**Excerpt to read:**
[Begin]
Load spike trains from a generic HDF5 file using one of four supported input styles.

Exactly one input style must be specified. The four styles are: raster matrix, ragged arrays, group-per-unit, and paired arrays.

Parameters:

filepath (str) – Path to the HDF5 file.
raster_dataset (str | None) – Dataset path for a 2D raster/counts matrix (units x time). Activates raster style.
raster_bin_size_ms (float | None) – Bin width in milliseconds. Required for raster style.
spike_times_dataset (str | None) – Dataset path for flat concatenated spike times. Activates ragged style (requires spike_times_index_dataset).
spike_times_index_dataset (str | None) – Dataset path for cumulative end-of-unit indices into the flat spike times array.
spike_times_unit (str) – Time unit for ragged spike times (‘s’, ‘ms’, or ‘samples’).
fs_Hz (float | None) – Sampling frequency in Hz. Required when any time unit is ‘samples’.
group_per_unit (str | None) – HDF5 group path containing one dataset per unit. Activates group-per-unit style.
group_time_unit (str) – Time unit for group-per-unit datasets (‘s’, ‘ms’, or ‘samples’).
idces_dataset (str | None) – Dataset path for unit index array. Activates paired-arrays style (requires times_dataset).
times_dataset (str | None) – Dataset path for spike times array (paired with idces_dataset).
times_unit (str) – Time unit for paired spike times (‘s’, ‘ms’, or ‘samples’).
raw_dataset (str | None) – Dataset path for optional raw analog data.
raw_time_dataset (str | None) – Dataset path for the raw data time vector.
raw_time_unit (str) – Time unit for the raw time vector (‘s’, ‘ms’, or ‘samples’).
length_ms (float | None) – Recording duration in milliseconds. If not provided, inferred from the latest spike time.
metadata (Mapping | None) – Additional metadata to attach to the resulting SpikeData.

Returns:

The loaded spike train data.

Return type:

sd (SpikeData)

Raises:

ValueError – If not exactly one input style is specified, or if required arguments are missing.
[End]
**Material provided:**
[Begin]
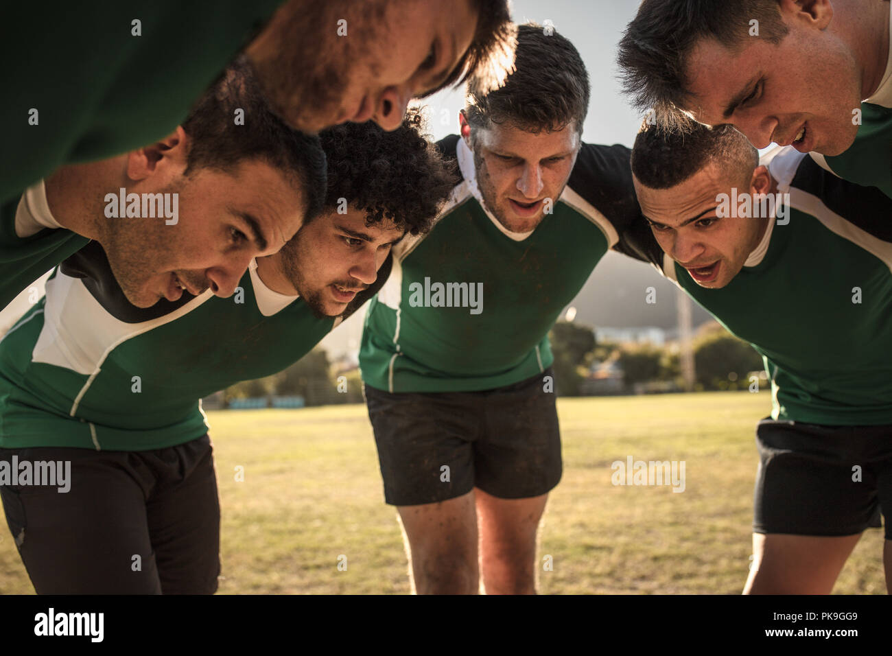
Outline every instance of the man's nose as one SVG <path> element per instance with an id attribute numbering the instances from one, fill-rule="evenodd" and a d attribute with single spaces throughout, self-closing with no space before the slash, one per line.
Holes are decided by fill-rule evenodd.
<path id="1" fill-rule="evenodd" d="M 526 198 L 538 198 L 545 183 L 539 164 L 524 164 L 524 173 L 517 180 L 517 188 Z"/>
<path id="2" fill-rule="evenodd" d="M 688 264 L 699 257 L 703 251 L 703 245 L 696 237 L 689 237 L 684 232 L 675 234 L 671 251 L 673 260 Z"/>
<path id="3" fill-rule="evenodd" d="M 378 269 L 374 251 L 363 253 L 362 259 L 351 267 L 350 275 L 364 285 L 375 282 L 378 276 Z"/>
<path id="4" fill-rule="evenodd" d="M 211 283 L 211 291 L 221 298 L 231 296 L 235 293 L 250 262 L 251 257 L 246 255 L 240 257 L 237 262 L 228 260 L 225 264 L 206 270 L 204 276 Z"/>
<path id="5" fill-rule="evenodd" d="M 373 120 L 384 129 L 394 130 L 402 125 L 412 94 L 406 87 L 388 87 L 378 97 Z"/>

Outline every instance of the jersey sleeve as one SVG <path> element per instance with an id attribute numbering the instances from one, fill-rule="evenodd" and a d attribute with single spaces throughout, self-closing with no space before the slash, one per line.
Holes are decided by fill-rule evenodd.
<path id="1" fill-rule="evenodd" d="M 892 242 L 892 199 L 877 187 L 843 179 L 804 157 L 791 187 L 817 196 L 834 213 L 878 239 Z"/>
<path id="2" fill-rule="evenodd" d="M 862 103 L 862 124 L 855 143 L 842 154 L 813 154 L 832 172 L 892 196 L 892 109 Z"/>

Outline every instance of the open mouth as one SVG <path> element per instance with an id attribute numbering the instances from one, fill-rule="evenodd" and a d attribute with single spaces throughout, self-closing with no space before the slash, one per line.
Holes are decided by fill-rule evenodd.
<path id="1" fill-rule="evenodd" d="M 332 284 L 331 288 L 334 294 L 335 300 L 341 303 L 350 303 L 356 295 L 361 291 L 359 289 L 350 289 L 341 285 Z"/>
<path id="2" fill-rule="evenodd" d="M 719 261 L 706 267 L 685 267 L 685 269 L 697 282 L 713 282 L 718 278 L 721 264 Z"/>
<path id="3" fill-rule="evenodd" d="M 808 129 L 808 124 L 803 125 L 797 132 L 796 137 L 793 139 L 792 145 L 800 153 L 807 153 L 810 150 L 814 150 L 814 144 L 811 143 L 811 130 Z"/>
<path id="4" fill-rule="evenodd" d="M 515 213 L 523 217 L 533 216 L 542 205 L 542 201 L 521 203 L 520 201 L 516 201 L 514 198 L 508 198 L 508 203 L 511 203 L 511 209 L 514 210 Z"/>

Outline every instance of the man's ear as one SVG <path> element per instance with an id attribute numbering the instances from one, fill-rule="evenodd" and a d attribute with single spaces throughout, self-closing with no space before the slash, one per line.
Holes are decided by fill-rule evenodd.
<path id="1" fill-rule="evenodd" d="M 833 20 L 833 5 L 830 0 L 780 0 L 781 20 L 787 18 L 805 18 L 818 29 L 825 29 Z M 788 23 L 789 24 L 789 23 Z"/>
<path id="2" fill-rule="evenodd" d="M 186 170 L 190 145 L 189 136 L 177 126 L 161 141 L 128 154 L 127 177 L 138 182 L 161 173 L 181 175 Z"/>
<path id="3" fill-rule="evenodd" d="M 768 167 L 760 164 L 753 171 L 753 178 L 749 182 L 750 191 L 754 195 L 771 194 L 772 182 L 772 176 L 768 172 Z"/>
<path id="4" fill-rule="evenodd" d="M 465 116 L 465 110 L 458 111 L 458 131 L 461 134 L 461 138 L 465 140 L 467 147 L 471 147 L 471 126 L 467 122 L 467 118 Z"/>

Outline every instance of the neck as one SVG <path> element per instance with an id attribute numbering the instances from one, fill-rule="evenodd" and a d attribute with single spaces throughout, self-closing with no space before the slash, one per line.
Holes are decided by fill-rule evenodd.
<path id="1" fill-rule="evenodd" d="M 834 3 L 833 23 L 861 71 L 861 97 L 880 88 L 889 58 L 889 0 Z"/>
<path id="2" fill-rule="evenodd" d="M 772 176 L 771 172 L 768 173 L 768 177 L 771 179 L 771 185 L 768 187 L 768 194 L 777 197 L 778 181 L 774 179 L 774 176 Z M 759 230 L 756 235 L 756 240 L 753 242 L 749 249 L 750 253 L 752 253 L 753 251 L 755 251 L 756 248 L 759 247 L 759 245 L 762 243 L 762 240 L 765 237 L 765 231 L 768 229 L 768 225 L 772 220 L 774 220 L 773 217 L 770 216 L 759 218 L 759 222 L 761 223 L 761 225 L 759 226 Z"/>
<path id="3" fill-rule="evenodd" d="M 105 195 L 118 193 L 127 155 L 62 166 L 44 180 L 46 204 L 63 228 L 102 241 L 106 234 Z"/>
<path id="4" fill-rule="evenodd" d="M 268 287 L 286 296 L 296 296 L 297 289 L 282 270 L 282 253 L 257 258 L 257 275 Z"/>

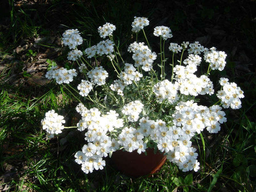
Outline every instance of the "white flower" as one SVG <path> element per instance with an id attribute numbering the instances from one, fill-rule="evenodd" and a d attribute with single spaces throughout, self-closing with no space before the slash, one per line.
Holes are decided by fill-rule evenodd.
<path id="1" fill-rule="evenodd" d="M 115 30 L 116 26 L 109 23 L 106 23 L 102 27 L 99 27 L 98 28 L 98 31 L 100 37 L 103 38 L 105 38 L 109 35 L 112 35 L 112 33 Z"/>
<path id="2" fill-rule="evenodd" d="M 82 148 L 83 152 L 88 157 L 92 157 L 95 154 L 96 150 L 96 146 L 92 143 L 89 143 L 88 145 L 85 144 Z"/>
<path id="3" fill-rule="evenodd" d="M 75 160 L 75 161 L 79 164 L 83 163 L 87 158 L 85 154 L 81 151 L 76 152 L 75 155 L 75 157 L 76 158 Z"/>
<path id="4" fill-rule="evenodd" d="M 106 162 L 104 160 L 102 160 L 101 157 L 99 158 L 93 162 L 93 167 L 96 170 L 98 170 L 99 169 L 103 169 L 103 166 L 105 165 Z"/>
<path id="5" fill-rule="evenodd" d="M 89 172 L 90 173 L 92 172 L 94 169 L 93 164 L 92 163 L 86 161 L 82 164 L 82 169 L 83 171 L 86 174 L 88 174 Z"/>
[End]
**Task set:**
A – In the HDF5 spike train loader documentation, how is the recording duration determined when length_ms is not provided?
B – Write the next part of the HDF5 spike train loader documentation, picking up after its last sentence.
The data has nothing to do with what you are asked to do here.

**Answers for the exercise:**
A – It is inferred from the latest spike time.

B –
spikelab.data_loaders.data_loaders.load_spikedata_from_hdf5_raw_thresholded(filepath, dataset, *, fs_Hz, threshold_sigma=5.0, filter=True, hysteresis=True, direction='both')[source]

Threshold-and-detect spikes from an HDF5 dataset of raw traces.

Parameters:

filepath (str) – Path to HDF5 file.
dataset (str) – HDF5 dataset path containing raw traces shaped (channels, time).
fs_Hz (float) – Sampling frequency in Hz.
threshold_sigma (float) – Threshold in units of per-channel standard deviation.
filter (dict | bool) – If True, apply default Butterworth bandpass; if dict, pass to filter; if False, no filtering.
hysteresis (bool) – Use rising-edge detection if True.
direction (str) – ‘both’ | ‘up’ | ‘down’.

Returns:

The detected spike train data.

Return type:

sd (SpikeData)

spikelab.data_loaders.data_loaders.load_spikedata_from_nwb(filepath, *, prefer_pynwb=True, length_ms=None, start_time_ms=None, allow_no_units=False)[source]

Load spike trains from an NWB file’s Units table.

Parameters:

filepath (str) – Path to the NWB file.
prefer_pynwb (bool) – If True, try pynwb first; if False, try h5py.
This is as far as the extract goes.